**Request A**
Give, as a JSON list of strings with one string per line and blank lines left out, everything in the records from the line containing "I need to verify whether the bird's leg" down to the end of the records.
▬▬▬▬▬▬▬▬▬▬
This is not the case in the MATLAB version.

bpuladi commented 3 years ago

Addendum: At: https://github.com/0todd0000/spm1d/blob/master/spm1d/stats/_datachecks.py Commented out line 144 and it now works as in MATLAB. Do nodes with zero variance matter at all in linear regression?

0todd0000 commented 3 years ago

Hello, thank you for reporting this issue. That message will appear if all values at a single time point are the same, usually when all values are zeros. For example, in Python this would generate that error:

y       = np.random.randn(8, 101)
y[:,50] = 1   # this makes the 51st node have zero variance
t       = spm1d.stats.ttest(y)

Thorough data checks, including zero-variance checks, are currently implemented only in the Python version. If you use the same data in the MATLAB version, this error won't be generated, but the test statistic will be undefined (probably with "nan" values) at the zero-variance locations.

0todd0000 commented 3 years ago

Just saw your addendum:

Do nodes with zero variance matter at all in linear regression?

Yes, this will generate the same error:

x       = np.random.randn(8)
▬▬▬▬▬▬▬▬▬▬
**Request B**
List every line of Python code that appears in the forum thread, leaving off any trailing comment.

**Given data**
▬▬▬▬▬▬▬▬▬▬
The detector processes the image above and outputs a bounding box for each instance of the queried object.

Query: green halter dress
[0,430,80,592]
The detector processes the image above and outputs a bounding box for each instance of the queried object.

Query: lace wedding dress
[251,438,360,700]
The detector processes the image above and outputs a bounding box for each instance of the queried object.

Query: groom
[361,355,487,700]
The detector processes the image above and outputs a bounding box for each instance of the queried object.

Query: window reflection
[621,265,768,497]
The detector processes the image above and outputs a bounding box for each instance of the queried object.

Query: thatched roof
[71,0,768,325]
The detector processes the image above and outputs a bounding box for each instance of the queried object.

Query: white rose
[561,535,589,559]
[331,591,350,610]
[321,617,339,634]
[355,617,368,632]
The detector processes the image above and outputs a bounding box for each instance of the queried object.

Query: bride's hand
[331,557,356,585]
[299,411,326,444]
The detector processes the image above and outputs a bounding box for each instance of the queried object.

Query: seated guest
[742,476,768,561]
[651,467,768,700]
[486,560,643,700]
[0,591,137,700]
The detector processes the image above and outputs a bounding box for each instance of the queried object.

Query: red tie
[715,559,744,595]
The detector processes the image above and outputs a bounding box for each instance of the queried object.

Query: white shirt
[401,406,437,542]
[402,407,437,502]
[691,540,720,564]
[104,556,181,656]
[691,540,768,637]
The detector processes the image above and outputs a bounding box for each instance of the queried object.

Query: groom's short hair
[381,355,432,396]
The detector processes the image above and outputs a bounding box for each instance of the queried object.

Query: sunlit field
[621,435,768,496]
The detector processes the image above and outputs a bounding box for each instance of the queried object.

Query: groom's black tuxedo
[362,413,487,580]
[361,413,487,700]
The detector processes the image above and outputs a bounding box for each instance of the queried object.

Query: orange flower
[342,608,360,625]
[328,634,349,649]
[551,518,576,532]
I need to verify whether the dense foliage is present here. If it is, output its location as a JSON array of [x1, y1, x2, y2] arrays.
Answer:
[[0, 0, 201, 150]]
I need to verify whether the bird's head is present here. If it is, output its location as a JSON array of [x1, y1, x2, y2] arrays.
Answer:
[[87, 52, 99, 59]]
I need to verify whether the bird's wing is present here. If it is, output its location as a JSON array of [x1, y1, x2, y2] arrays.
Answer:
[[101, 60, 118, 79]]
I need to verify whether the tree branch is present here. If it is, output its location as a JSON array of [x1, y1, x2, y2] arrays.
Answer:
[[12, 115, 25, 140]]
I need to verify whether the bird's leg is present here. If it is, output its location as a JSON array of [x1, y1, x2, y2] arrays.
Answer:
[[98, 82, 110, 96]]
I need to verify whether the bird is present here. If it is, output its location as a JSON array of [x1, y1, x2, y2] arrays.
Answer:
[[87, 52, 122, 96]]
▬▬▬▬▬▬▬▬▬▬
**Worked answer A**
[
  "I need to verify whether the bird's leg is present here. If it is, output its location as a JSON array of [x1, y1, x2, y2] arrays.",
  "Answer:",
  "[[98, 82, 110, 96]]",
  "I need to verify whether the bird is present here. If it is, output its location as a JSON array of [x1, y1, x2, y2] arrays.",
  "Answer:",
  "[[87, 52, 122, 96]]"
]

**Worked answer B**
y       = np.random.randn(8, 101)
y[:,50] = 1
t       = spm1d.stats.ttest(y)
x       = np.random.randn(8)